Work to complete
Quote the items below word for word, leaving out the pictures.

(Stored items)
= = = =
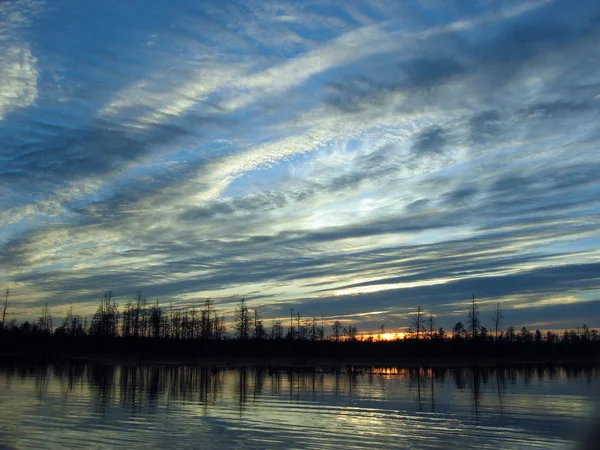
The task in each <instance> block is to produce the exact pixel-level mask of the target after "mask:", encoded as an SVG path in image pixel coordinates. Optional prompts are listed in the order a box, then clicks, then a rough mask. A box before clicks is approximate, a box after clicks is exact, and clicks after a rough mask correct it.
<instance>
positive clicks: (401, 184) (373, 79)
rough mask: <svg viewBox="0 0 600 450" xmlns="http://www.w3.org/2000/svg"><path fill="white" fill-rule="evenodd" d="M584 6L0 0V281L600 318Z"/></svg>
mask: <svg viewBox="0 0 600 450" xmlns="http://www.w3.org/2000/svg"><path fill="white" fill-rule="evenodd" d="M599 44H600V5H599V4H598V2H595V1H584V0H581V1H577V2H566V1H556V0H555V1H552V0H538V1H478V2H463V1H454V2H453V1H435V0H431V1H426V0H423V1H406V2H404V1H403V2H398V1H385V0H370V1H364V2H361V1H315V2H311V1H301V2H285V1H278V2H270V1H243V2H237V3H236V2H226V1H219V2H186V1H179V2H167V1H155V0H152V1H150V0H144V1H141V0H140V1H129V2H121V1H108V0H102V1H100V0H98V1H93V0H90V1H86V2H83V3H78V4H75V3H73V2H67V1H61V0H55V1H52V2H44V1H37V0H35V1H34V0H31V1H28V0H20V1H14V0H9V1H4V2H2V3H0V49H1V50H0V79H1V80H2V83H1V84H0V142H2V146H1V147H0V162H1V164H0V223H1V224H2V226H1V227H0V247H1V250H0V283H2V284H3V285H6V284H10V286H11V292H12V300H13V313H14V316H15V317H17V318H30V317H33V316H36V315H37V314H38V312H39V308H40V305H42V304H43V303H44V302H46V301H48V303H49V305H50V306H51V307H52V310H53V311H54V314H55V315H57V316H60V315H61V314H62V313H64V312H65V311H66V309H67V308H68V306H69V305H71V304H73V305H76V308H77V309H78V310H80V311H81V312H82V313H83V314H91V313H92V312H93V310H94V309H95V303H96V301H97V299H98V298H99V297H100V295H101V294H102V292H103V291H105V290H108V289H112V290H113V291H114V292H115V294H116V295H117V298H118V299H119V301H120V302H122V303H125V302H126V301H127V300H128V299H129V298H131V297H132V296H133V295H134V293H135V292H136V291H137V290H140V289H141V290H142V291H143V293H144V294H146V295H147V296H148V297H149V298H152V299H154V298H156V297H159V298H160V299H161V301H163V302H165V303H168V302H171V301H172V302H173V304H174V305H175V306H193V305H197V304H200V303H201V302H203V301H204V299H205V298H213V299H215V300H216V302H217V304H218V305H219V307H220V309H221V310H223V311H225V312H229V311H232V310H233V308H234V306H235V302H236V301H237V300H238V299H239V298H240V297H241V296H245V297H246V298H247V299H248V300H249V305H250V307H258V308H260V309H261V310H262V311H263V314H264V315H265V316H266V317H268V318H271V317H273V318H280V317H285V316H287V314H288V312H289V309H290V308H291V307H293V308H294V309H295V310H297V311H299V312H300V313H301V314H303V315H305V316H312V315H315V316H321V315H324V316H325V318H326V320H328V321H330V320H335V319H341V320H342V321H344V322H353V323H355V324H357V325H358V327H359V329H362V330H365V331H366V330H375V329H376V328H377V327H378V326H379V325H380V324H381V323H385V324H386V328H387V329H389V330H392V329H395V328H398V329H399V328H404V327H406V326H407V324H408V322H409V320H410V316H411V314H412V313H413V312H414V310H415V308H416V306H417V305H418V304H420V305H422V307H423V309H424V310H425V311H426V312H428V313H432V314H434V315H438V316H439V319H438V323H439V325H441V326H444V327H450V326H452V325H453V324H454V323H456V322H457V321H458V320H464V317H465V314H466V302H468V300H469V299H470V297H471V294H473V293H474V294H475V295H476V296H477V297H478V298H479V299H480V302H481V312H482V319H483V322H484V324H486V322H488V325H489V322H490V321H491V320H490V316H491V309H492V305H493V304H494V303H495V302H501V304H502V307H503V308H504V309H505V314H506V319H505V322H506V325H508V324H510V323H512V324H514V325H516V326H522V325H527V326H531V327H540V328H543V329H549V328H552V329H560V328H564V327H573V326H577V325H579V324H581V323H583V322H586V323H588V324H589V325H591V326H600V319H599V318H600V301H599V300H600V295H599V291H598V288H599V287H600V279H599V277H600V275H599V274H600V250H599V246H598V243H599V239H600V231H599V229H598V223H599V218H600V217H599V216H600V201H599V199H600V196H599V194H600V182H599V178H598V173H599V169H600V157H599V155H600V149H599V148H598V144H599V142H600V140H599V137H600V125H599V124H600V121H599V120H598V112H599V111H600V70H599V66H598V61H600V45H599Z"/></svg>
= = = =
Response area
The task in each <instance> block is to produce the exact pixel-level mask of the target after "mask:", encoded as an SVG path in image pixel coordinates. Optional prompts are listed in the order a box, then clicks, then a rough mask. A box before clicks is approximate, a box after clicks is exact, and clicks after a rough mask correct it.
<instance>
positive clicks: (401, 184) (373, 79)
rough mask: <svg viewBox="0 0 600 450" xmlns="http://www.w3.org/2000/svg"><path fill="white" fill-rule="evenodd" d="M584 6L0 0V281L600 318Z"/></svg>
mask: <svg viewBox="0 0 600 450" xmlns="http://www.w3.org/2000/svg"><path fill="white" fill-rule="evenodd" d="M599 44H600V5H599V4H598V2H595V1H584V0H581V1H577V2H566V1H556V0H555V1H552V0H538V1H478V2H463V1H454V2H453V1H435V0H431V1H426V0H423V1H406V2H404V1H403V2H398V1H385V0H370V1H364V2H361V1H315V2H311V1H301V2H285V1H278V2H270V1H243V2H237V3H236V2H226V1H219V2H186V1H179V2H167V1H155V0H152V1H150V0H144V1H141V0H140V1H129V2H121V1H108V0H102V1H100V0H98V1H93V0H90V1H86V2H83V3H78V4H75V3H73V2H67V1H61V0H55V1H52V2H44V1H37V0H35V1H34V0H31V1H28V0H20V1H14V0H9V1H4V2H2V3H0V49H1V50H0V79H1V80H2V83H1V84H0V142H2V146H1V147H0V162H1V164H0V223H1V224H2V226H1V227H0V247H1V250H0V283H2V284H3V285H6V284H10V286H11V292H12V300H13V313H14V316H15V317H17V318H30V317H33V316H36V315H37V314H38V312H39V308H40V305H42V304H43V303H44V302H46V301H48V303H49V305H50V306H51V307H52V310H53V311H54V314H55V315H57V316H60V315H61V314H62V313H64V312H65V311H66V309H67V308H68V306H69V305H71V304H73V305H76V308H77V309H78V310H80V311H81V312H82V313H83V314H91V313H92V312H93V310H94V309H95V303H96V301H97V299H98V298H99V297H100V295H101V294H102V292H103V291H105V290H108V289H112V290H113V291H114V292H115V294H116V295H117V298H118V299H119V301H120V302H122V303H125V302H126V301H127V300H128V299H129V298H131V297H132V296H133V295H134V293H135V292H136V291H137V290H140V289H141V290H142V291H143V293H144V294H146V295H147V296H148V297H149V298H152V299H154V298H156V297H159V298H160V299H161V301H163V302H165V303H168V302H171V301H172V302H173V304H174V305H175V306H193V305H197V304H200V303H201V302H203V301H204V299H205V298H213V299H215V300H216V302H217V304H218V305H219V307H220V309H221V310H223V311H225V312H229V311H232V310H233V308H234V306H235V302H236V301H237V300H238V299H239V298H240V297H241V296H245V297H246V298H247V299H248V300H249V305H250V307H258V308H260V309H261V310H262V311H263V314H264V315H265V316H266V317H268V318H271V317H273V318H280V317H285V316H287V314H288V312H289V309H290V308H291V307H293V308H294V309H295V310H297V311H299V312H300V313H301V314H303V315H305V316H312V315H315V316H321V315H324V316H325V318H326V320H328V321H330V320H335V319H341V320H342V321H344V322H353V323H355V324H357V325H358V327H359V329H362V330H365V331H366V330H375V329H376V328H377V327H378V326H379V325H380V324H381V323H385V324H386V328H387V329H389V330H392V329H395V328H398V329H399V328H404V327H406V326H407V324H408V322H409V320H410V316H411V314H412V313H413V312H414V310H415V308H416V306H417V305H418V304H420V305H422V307H423V309H424V310H425V311H426V312H428V313H432V314H434V315H438V316H439V319H438V323H439V325H441V326H444V327H450V326H452V325H453V324H454V323H456V322H457V321H458V320H464V317H465V314H466V302H468V300H469V299H470V297H471V294H473V293H474V294H475V295H476V296H477V297H478V298H479V299H480V302H481V312H482V319H483V322H484V324H486V322H488V325H489V322H490V321H491V320H490V316H491V309H492V305H493V304H494V303H495V302H501V304H502V307H503V308H504V309H505V314H506V319H505V322H506V325H508V324H510V323H512V324H514V325H516V326H522V325H527V326H531V327H540V328H543V329H549V328H552V329H560V328H564V327H573V326H577V325H579V324H581V323H583V322H586V323H588V324H589V325H591V326H600V319H599V318H600V301H599V300H600V295H599V291H598V288H599V287H600V279H599V277H600V275H599V274H600V250H599V246H598V243H599V239H600V231H599V229H598V223H599V218H600V217H599V216H600V201H599V199H600V196H599V194H600V182H599V178H598V173H599V169H600V157H599V155H600V149H599V148H598V144H599V142H600V140H599V137H600V125H599V124H600V121H599V120H598V112H599V111H600V70H599V66H598V61H600V45H599Z"/></svg>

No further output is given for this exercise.